Task requirements:
Copy the material below line for line, leaving out the pictures.

## START Given data

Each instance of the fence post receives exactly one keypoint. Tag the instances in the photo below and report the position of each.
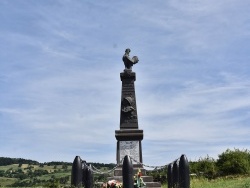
(76, 172)
(89, 178)
(176, 174)
(184, 172)
(170, 175)
(127, 172)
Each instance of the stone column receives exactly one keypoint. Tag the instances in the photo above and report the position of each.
(129, 137)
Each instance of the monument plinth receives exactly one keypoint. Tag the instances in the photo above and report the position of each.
(129, 137)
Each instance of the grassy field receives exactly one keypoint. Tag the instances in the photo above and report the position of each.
(56, 172)
(230, 182)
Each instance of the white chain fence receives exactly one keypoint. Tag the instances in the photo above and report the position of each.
(97, 171)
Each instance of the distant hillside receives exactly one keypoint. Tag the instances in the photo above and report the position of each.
(9, 161)
(4, 161)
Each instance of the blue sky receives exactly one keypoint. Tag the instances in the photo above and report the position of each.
(60, 88)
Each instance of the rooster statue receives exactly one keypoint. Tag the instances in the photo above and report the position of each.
(129, 62)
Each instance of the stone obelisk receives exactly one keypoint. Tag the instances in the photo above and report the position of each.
(129, 136)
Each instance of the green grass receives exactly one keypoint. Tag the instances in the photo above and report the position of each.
(227, 182)
(6, 181)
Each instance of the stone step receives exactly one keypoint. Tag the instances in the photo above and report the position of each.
(118, 171)
(152, 184)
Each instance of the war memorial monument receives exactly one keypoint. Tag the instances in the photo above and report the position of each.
(129, 145)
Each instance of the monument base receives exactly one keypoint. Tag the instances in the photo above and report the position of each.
(129, 143)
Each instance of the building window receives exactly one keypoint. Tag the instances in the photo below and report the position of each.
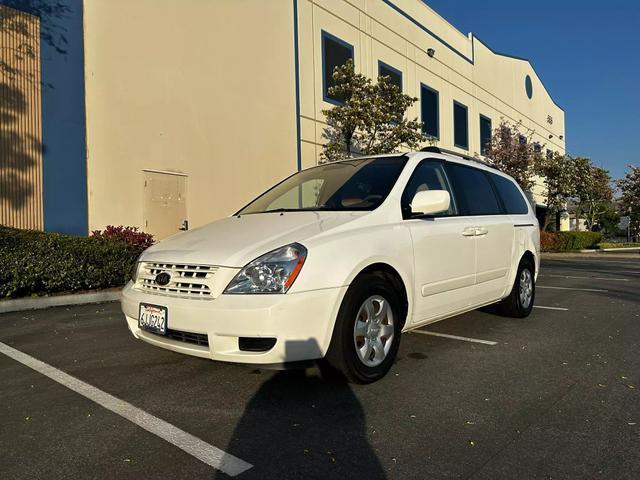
(528, 86)
(485, 134)
(335, 53)
(460, 125)
(429, 109)
(395, 75)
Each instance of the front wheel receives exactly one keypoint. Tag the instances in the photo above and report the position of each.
(366, 336)
(519, 303)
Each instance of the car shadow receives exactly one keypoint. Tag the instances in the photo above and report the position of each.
(301, 425)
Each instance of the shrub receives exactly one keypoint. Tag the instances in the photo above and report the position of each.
(129, 235)
(38, 263)
(618, 245)
(569, 241)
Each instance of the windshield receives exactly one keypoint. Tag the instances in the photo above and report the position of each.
(360, 184)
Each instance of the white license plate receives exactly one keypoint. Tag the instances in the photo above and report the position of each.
(153, 318)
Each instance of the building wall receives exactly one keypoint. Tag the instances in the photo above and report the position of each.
(62, 144)
(464, 69)
(201, 88)
(20, 121)
(228, 93)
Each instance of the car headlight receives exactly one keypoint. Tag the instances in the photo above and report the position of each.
(273, 272)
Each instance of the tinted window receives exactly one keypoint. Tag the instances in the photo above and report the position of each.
(335, 53)
(395, 76)
(473, 191)
(429, 110)
(426, 176)
(511, 197)
(460, 126)
(485, 134)
(361, 184)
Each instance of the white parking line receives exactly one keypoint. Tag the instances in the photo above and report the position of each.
(569, 288)
(552, 308)
(192, 445)
(456, 337)
(587, 278)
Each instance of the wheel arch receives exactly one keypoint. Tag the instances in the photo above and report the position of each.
(393, 275)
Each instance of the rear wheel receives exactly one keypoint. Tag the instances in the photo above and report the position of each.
(519, 303)
(366, 336)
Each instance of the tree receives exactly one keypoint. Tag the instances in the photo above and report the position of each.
(558, 174)
(630, 199)
(371, 120)
(593, 192)
(512, 152)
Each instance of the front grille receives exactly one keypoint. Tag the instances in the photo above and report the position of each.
(188, 337)
(188, 281)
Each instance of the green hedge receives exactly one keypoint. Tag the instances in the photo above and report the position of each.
(37, 263)
(569, 241)
(618, 245)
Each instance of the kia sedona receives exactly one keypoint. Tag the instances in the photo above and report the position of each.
(335, 262)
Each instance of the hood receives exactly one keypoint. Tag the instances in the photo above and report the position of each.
(235, 241)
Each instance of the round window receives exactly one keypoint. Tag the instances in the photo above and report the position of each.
(528, 86)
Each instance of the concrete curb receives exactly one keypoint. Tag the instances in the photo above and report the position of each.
(37, 303)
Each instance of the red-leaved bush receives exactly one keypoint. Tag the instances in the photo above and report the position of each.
(129, 235)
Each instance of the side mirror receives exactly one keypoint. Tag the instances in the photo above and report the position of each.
(429, 202)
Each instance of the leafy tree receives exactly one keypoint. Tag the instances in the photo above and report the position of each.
(371, 120)
(630, 199)
(608, 222)
(557, 173)
(593, 192)
(512, 152)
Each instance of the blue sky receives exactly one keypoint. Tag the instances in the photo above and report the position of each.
(588, 56)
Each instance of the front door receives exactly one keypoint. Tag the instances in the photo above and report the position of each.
(444, 250)
(165, 208)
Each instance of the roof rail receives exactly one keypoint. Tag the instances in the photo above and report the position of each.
(434, 149)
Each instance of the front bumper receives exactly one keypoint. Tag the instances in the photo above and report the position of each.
(301, 323)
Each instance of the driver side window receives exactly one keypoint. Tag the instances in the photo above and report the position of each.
(428, 175)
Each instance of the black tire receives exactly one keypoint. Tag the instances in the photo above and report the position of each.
(512, 306)
(342, 355)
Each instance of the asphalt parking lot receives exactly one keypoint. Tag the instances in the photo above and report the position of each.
(556, 395)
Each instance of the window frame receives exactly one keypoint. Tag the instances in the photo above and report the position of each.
(437, 94)
(501, 200)
(442, 164)
(324, 35)
(466, 109)
(382, 65)
(501, 206)
(483, 147)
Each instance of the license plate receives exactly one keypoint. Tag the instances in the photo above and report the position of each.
(153, 318)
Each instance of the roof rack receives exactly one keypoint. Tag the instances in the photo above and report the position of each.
(434, 149)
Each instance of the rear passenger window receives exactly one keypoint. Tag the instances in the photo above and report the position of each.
(474, 193)
(512, 199)
(427, 176)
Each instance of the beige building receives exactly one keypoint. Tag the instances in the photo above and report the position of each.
(194, 107)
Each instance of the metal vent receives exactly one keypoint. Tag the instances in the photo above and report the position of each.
(186, 281)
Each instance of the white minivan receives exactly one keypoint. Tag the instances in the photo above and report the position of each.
(336, 261)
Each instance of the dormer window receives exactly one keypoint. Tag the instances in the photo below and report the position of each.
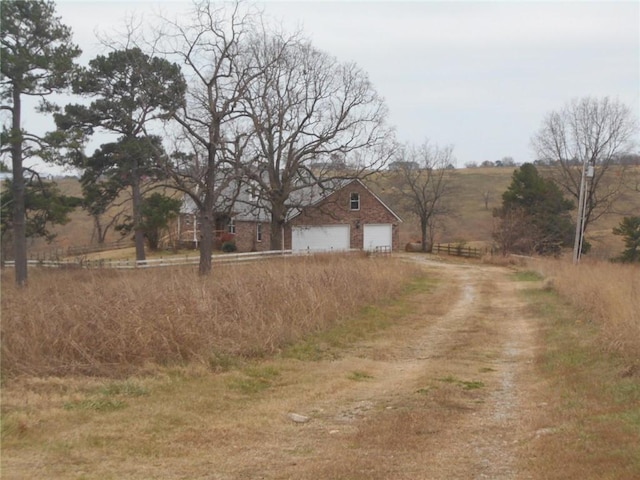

## END Given data

Result:
Each instance of the fence post receives exactly one keypoint. Tag the instances in the photo below and report the position of each.
(76, 172)
(89, 178)
(176, 174)
(184, 172)
(170, 175)
(127, 172)
Each instance of the stone column receives exactly one keypoint. Tag the instances in the photo above and report the position of each.
(129, 137)
Each instance of the monument plinth receives exactly one keypoint. Tag the instances in the photo above and report the position of each.
(129, 137)
Each instance of the grassy field receives exactly one keypoint. Tag the instances in the photo above and report the position of each.
(56, 172)
(230, 182)
Each instance of the white chain fence receives exactly one keypoint. Tag the instances in the photo above and report the position of each.
(97, 171)
Each instance of the distant hillside receives exactly one keypoint. Tag the instances in the photo above and report the position of each.
(9, 161)
(4, 161)
Each instance of the blue sky receives exactly one keypoint. Tag the instances in the photo above and report the position of each.
(60, 88)
Each instance of the rooster statue receives exactly one keypoint. Tag the instances in the photo above and report the position of each.
(129, 62)
Each instance of the stone obelisk receives exactly one keypoint. Tag the instances in the photo above and report the position of each.
(129, 136)
Each instance of the green grass receives exactly one keypoint. Tag the instances in the photo above and report the position of each.
(227, 182)
(6, 181)
Each instance of the stone step receives exactly one keypoint. Tag the instances in the photo above and report the position of each.
(118, 171)
(152, 184)
Each instance of the war memorial monument receives exactly one keypoint. Tag the instances in the photo above and report the position of each.
(129, 145)
Each instance of the monument base receives exactly one keypoint. Tag the instances in the photo above and report the position of each.
(129, 143)
Each instance of the building window receives exactly one keypoint. Tag the instances in the photo below and report the position of each.
(528, 86)
(485, 134)
(335, 53)
(460, 125)
(429, 109)
(395, 75)
Each instance of the front wheel receives exactly one keypoint. Tag the instances in the photo above and report the position of each.
(366, 336)
(519, 303)
Each instance of the car shadow receives exactly one keypoint. Tag the instances in the photo above and report the position of each.
(301, 425)
Each instance of the shrub receives exactly one keypoint. Tag the instances in the photo above and report the position of each.
(129, 235)
(38, 263)
(618, 245)
(569, 241)
Each instance of the windshield receives exactly one keypoint. Tag the instances in the photo above and report the position of each.
(360, 184)
Each instance of the white license plate receives exactly one keypoint. Tag the instances in the photo above and report the position of each.
(153, 318)
Each instance of the building wall receives exactly one keypoint. Tag the instances in the photo above and report the position of each.
(62, 144)
(464, 69)
(201, 88)
(20, 121)
(228, 93)
Each instance of the car headlight receives exactly one keypoint. Tag the instances in the photo above and report the position of each.
(273, 272)
Each instance of the tinted window receives exactly one keypoint. Tag the instances in the photo above and report the position of each.
(335, 53)
(395, 76)
(473, 191)
(429, 110)
(426, 176)
(511, 197)
(460, 126)
(485, 134)
(361, 184)
Each instance of the white parking line receives exactly one keypoint. Tag the instances in the photo above and report the position of each.
(569, 288)
(552, 308)
(192, 445)
(456, 337)
(587, 278)
Each instance of the wheel arch receives exactly one keypoint. Tag the instances in the photo above and report the position of each.
(393, 275)
Each instance of the rear wheel receives exactly one keypoint. Tag the instances in the photo above and report the position of each.
(519, 303)
(366, 336)
Each instance of the tree receives exactly one keypoint. Tag the instances in the photo above and report the position of each.
(558, 174)
(630, 199)
(371, 120)
(593, 192)
(512, 152)
Each instance of the front grille receives exactly one keypoint. Tag the instances in the photo above and report the position of each.
(188, 337)
(188, 281)
Each instance of the green hedge receives exactly one keypoint. Tag the instances in the photo above and report the position of each.
(37, 263)
(569, 241)
(618, 245)
Each instance of the kia sedona receives exactly one keypoint. Tag the instances in the photo above and report the position of each.
(335, 262)
Each instance of the hood receives exactly one keypoint. Tag the instances in the photo above and report the position of each.
(235, 241)
Each instance of the round window receives exactly one keypoint. Tag the instances in the photo above and report the position of each.
(528, 86)
Each instance of the concrete curb receives exactly one keypoint. Tag the instances in the photo above and report the position of each.
(37, 303)
Each instance of the red-leaved bush receives exactly one keypoint. Tag the instances in the photo above and report the position of each.
(129, 235)
Each instance of the side mirror receives exactly one keypoint. Tag the instances in the photo above and report the position of each.
(429, 202)
Each instance of the leafy tree receives exactly one keypoint. Tag the instances in the photo above and report the position of each.
(371, 120)
(630, 199)
(608, 222)
(557, 173)
(593, 192)
(512, 152)
Each instance of the blue sky receives exactly one keypoint. Tag the instances in the photo above and report the position of each.
(588, 56)
Each instance of the front door receives exactly one keypoint. Tag the instances in the photo above and report the position of each.
(444, 250)
(165, 208)
Each instance of the roof rail receives exactly one keypoint. Tag the instances in the photo above and report the position of each.
(434, 149)
Each instance of the front bumper receives exactly one keypoint. Tag the instances in the photo above and report the position of each.
(301, 323)
Each instance of the driver side window receives exactly one keypoint. Tag the instances in the photo above and report the position of each.
(428, 175)
Each instance of the black tire receives exactly one keypoint. Tag the instances in the photo above and report the position of each.
(512, 306)
(342, 355)
Each instance of the asphalt parking lot receives exactly one keypoint. Tag the instances in the photo above and report the position of each.
(556, 395)
Each instance of the window frame receives exactly one keypoint. Tag the instances in the photo above and report the position of each.
(437, 94)
(501, 200)
(442, 164)
(324, 35)
(466, 109)
(382, 65)
(501, 206)
(483, 147)
Each instance of the license plate receives exactly one keypoint. Tag the instances in the photo above and report the position of each.
(153, 318)
Each instance of the roof rack receives exactly one keypoint. Tag the instances in the photo above and report the position of each.
(434, 149)
Each instance of the rear passenger window receives exactly one keypoint. Tag the instances in the photo above and report the position of each.
(474, 193)
(512, 199)
(427, 176)
Each instance of the beige building receives exactly one keypoint. Tag the instances in the photo above and report the position of each.
(194, 107)
Each instance of the metal vent receives exactly one keypoint. Tag the instances in the photo above and report the position of each.
(186, 281)
Each instance of the white minivan receives exactly one keypoint. Tag the instances in the photo above and report the position of each.
(336, 261)
Each instance of the dormer window receives exactly one keypoint. Tag the instances in the photo below and report the position of each.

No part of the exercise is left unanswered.